● **TEXT PROVIDED**
* * * * *

A news article from the BBC might mention a place that’s linked to the GeoNames geographical RDF dataset. It could also mention a person with a profile on DBpedia — the RDF version of Wikipedia.

Over time, these links develop and are changed to produce a global Semantic Web of information. This is the culmination of Sir Tim Berners-Lee’s vision for a web of interconnected data that can be navigated by computers, just as the World Wide Web is navigated by humans using web browsers.

Taking advantage of open data

You can find many great datasets, ranging from the U.S. Geological Survey (USGS) data about places within the United States to information about Medicare spending per patient, or even to names of newborns since 2007 in the United States.

 Not all open data is published according to RDF specifications; therefore, it isn’t ready to be stored immediately in a triple store. For example:

·        Of the 108,606 datasets on the U.S. government’s open-data website (https://www.data.gov), only 143 are available in RDF, whereas 13,087 are available in XML, 6,149 are available in JSON, and 6,606 are available in CSV.

·        At http://data.gov.uk (the UK’s equivalent to data.gov), of the 15,287 published datasets, 167 are available in RDF, 265 are available in XML, 3,186 are available in CSV, and 22 are available in JSON.

Many of these datasets are easy to convert to an RDF format, but the problem is you have to manually figure out how to do this conversion yourself, for every dataset encountered.

Currently, these publishing mechanisms are published only as static data files rather than as a SPARQL endpoint that can be queried and composed in other RDF data stores. You can search for a dataset, but not for the dataset itself. Hopefully, this will change in the future as open-data publishing develops.

Incorporating data from GeoNames

GeoNames is a database of geographic information that covers a vast range of information, including

·        Continents, countries, counties, towns, and administrative boundaries

·        Mountains, forests, and streams

·        Parks

·        Roads

·        Farms

·        Zip Codes

·        Undersea locations

All this information is licensed under the Creative Commons Attribution version 3.0 license. This means you’re free to use the information so long as you clearly state who created it.

All the information in GeoNames is linked to a longitude and latitude point on the Earth, allowing for geospatial search and indexing.

Consider a text document that mentions a town. You can link this document to the town within GeoNames, which enables you to search for all documents in a country even if that document doesn’t explicitly contain the country’s name!

* * * * *

● **Saved data entries**
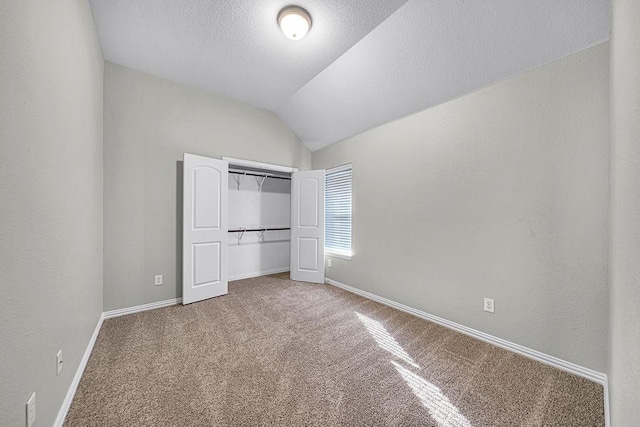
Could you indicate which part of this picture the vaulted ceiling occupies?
[90,0,610,151]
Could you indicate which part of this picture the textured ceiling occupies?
[90,0,610,151]
[90,0,406,110]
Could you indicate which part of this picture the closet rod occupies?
[229,227,291,233]
[229,169,291,181]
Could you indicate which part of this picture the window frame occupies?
[324,163,353,261]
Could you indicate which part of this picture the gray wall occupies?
[609,0,640,426]
[313,44,609,372]
[0,0,104,426]
[104,62,311,310]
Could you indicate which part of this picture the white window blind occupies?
[324,164,352,257]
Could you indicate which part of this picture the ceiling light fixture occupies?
[278,6,311,40]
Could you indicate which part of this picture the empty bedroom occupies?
[0,0,640,427]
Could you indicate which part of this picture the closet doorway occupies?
[182,153,325,304]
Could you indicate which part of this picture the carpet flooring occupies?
[65,273,604,427]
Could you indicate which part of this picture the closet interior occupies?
[225,158,292,280]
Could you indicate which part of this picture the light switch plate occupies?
[27,391,36,427]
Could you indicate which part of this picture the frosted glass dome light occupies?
[278,6,311,40]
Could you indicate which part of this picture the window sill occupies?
[324,249,353,261]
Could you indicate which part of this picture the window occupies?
[324,164,352,259]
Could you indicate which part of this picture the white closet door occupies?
[290,170,324,283]
[182,153,229,304]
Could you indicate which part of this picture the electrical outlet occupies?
[27,391,36,427]
[56,350,62,376]
[484,298,495,313]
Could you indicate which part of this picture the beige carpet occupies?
[65,274,604,427]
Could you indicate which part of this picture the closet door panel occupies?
[182,154,228,304]
[290,170,325,283]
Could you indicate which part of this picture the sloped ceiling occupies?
[91,0,610,151]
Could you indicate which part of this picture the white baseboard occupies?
[325,278,608,388]
[229,267,289,282]
[53,313,105,427]
[102,298,182,319]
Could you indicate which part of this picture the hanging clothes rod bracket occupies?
[235,228,247,246]
[256,175,269,192]
[233,172,247,191]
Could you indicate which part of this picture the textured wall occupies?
[609,0,640,427]
[313,43,609,372]
[0,0,104,426]
[104,62,311,310]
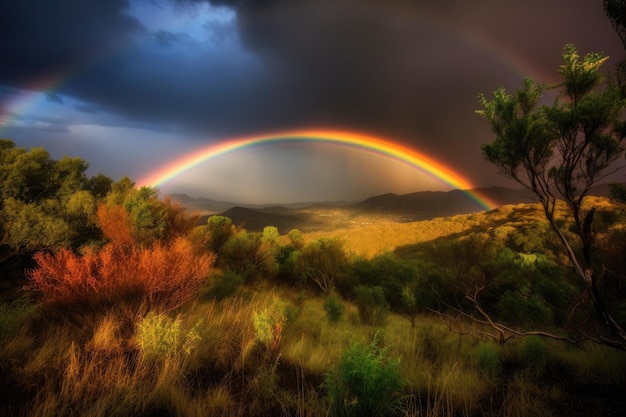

* * * * *

● **TASK INSTRUCTIONS**
(a) Reproduce the part of the text on open data that opens with the words containing "A news article" and closes with "version of Wikipedia.".
(b) According to the text on open data, under which license is the GeoNames information released?
None of these lines is needed.

● **RESULTS FOR EACH TASK**
(a)
A news article from the BBC might mention a place that’s linked to the GeoNames geographical RDF dataset. It could also mention a person with a profile on DBpedia — the RDF version of Wikipedia.

(b) The Creative Commons Attribution version 3.0 license.